Your task: Copy out all of the material exactly.

Records shown:
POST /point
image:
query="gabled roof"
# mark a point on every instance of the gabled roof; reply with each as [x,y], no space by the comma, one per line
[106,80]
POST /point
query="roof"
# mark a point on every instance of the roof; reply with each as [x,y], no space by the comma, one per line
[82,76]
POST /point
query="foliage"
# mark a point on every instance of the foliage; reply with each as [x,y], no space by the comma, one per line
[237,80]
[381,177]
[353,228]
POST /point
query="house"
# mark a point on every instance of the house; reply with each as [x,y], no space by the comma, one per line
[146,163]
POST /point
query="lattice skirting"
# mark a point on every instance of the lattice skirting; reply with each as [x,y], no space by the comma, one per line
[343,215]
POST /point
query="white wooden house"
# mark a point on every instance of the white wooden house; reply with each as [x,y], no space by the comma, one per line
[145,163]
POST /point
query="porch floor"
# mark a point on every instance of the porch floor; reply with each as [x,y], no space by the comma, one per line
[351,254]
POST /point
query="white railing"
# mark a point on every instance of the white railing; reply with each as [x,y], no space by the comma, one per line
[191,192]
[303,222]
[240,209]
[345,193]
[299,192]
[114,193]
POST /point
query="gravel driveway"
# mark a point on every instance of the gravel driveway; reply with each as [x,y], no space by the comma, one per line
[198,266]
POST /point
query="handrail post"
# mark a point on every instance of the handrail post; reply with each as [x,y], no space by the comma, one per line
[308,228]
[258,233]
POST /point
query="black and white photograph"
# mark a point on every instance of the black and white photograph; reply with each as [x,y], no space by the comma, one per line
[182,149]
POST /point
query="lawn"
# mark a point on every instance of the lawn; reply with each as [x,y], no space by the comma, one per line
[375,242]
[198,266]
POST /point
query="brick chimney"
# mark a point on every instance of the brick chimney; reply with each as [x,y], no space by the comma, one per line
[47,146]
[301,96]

Answer for this exercise:
POST /point
image:
query="gabled roof"
# mark a point on every instance of the gabled roof; reply with each as [x,y], no space by the comma, one per line
[106,80]
POST /point
query="roof"
# mark a point on every instance of the roof; reply with each as [x,y], no space by the comma, one per line
[82,76]
POST /point
query="foliage"
# mark a point on every instance of the foliage; reply with each as [x,y], no space by the comma, one per line
[237,80]
[381,177]
[353,228]
POST /point
query="house"
# mark a point on every instance of the house; reply with each as [x,y], no space by the comma, one per line
[146,163]
POST /point
query="lattice skirting"
# mark a point on every instance of the lattice skirting; reply with each as [x,y], no space by the comma, one per line
[343,215]
POST /point
query="white wooden house"
# mark a point on every instance of the white wooden house; reply with each as [x,y], no space by the comma, one per line
[145,163]
POST /point
query="porch floor"
# mark a point on every instance of the porch floor; reply with each as [x,y], no space by the comma, one per line
[351,254]
POST /point
query="white railing"
# mark a point on every instance of the white railing; reply with each as [x,y], no space by the comma, one per line
[191,192]
[303,222]
[240,209]
[345,193]
[299,192]
[114,193]
POST /point
query="gravel driveway"
# mark a point on every instance of the gravel driveway; reply with each as [x,y], no space by the comma, one per line
[198,266]
POST /point
query="handrail post"
# mark a point on every instance of the handrail post; reply with each as [x,y], no space by the comma, one per line
[308,228]
[258,233]
POST /point
query="black and white photograph"
# mark a point on every instance of the black and white photograph; reply with each as [x,y], no space by the comma, one per line
[182,149]
POST /point
query="lawn"
# mark a point on every instance of the lawn; reply with each as [x,y], no space by the comma, one per line
[375,242]
[198,266]
POST /point
query="brick chimney"
# mark a point on every instance of the brick chimney; reply with each as [x,y], no space by the comma, one per line
[47,146]
[301,96]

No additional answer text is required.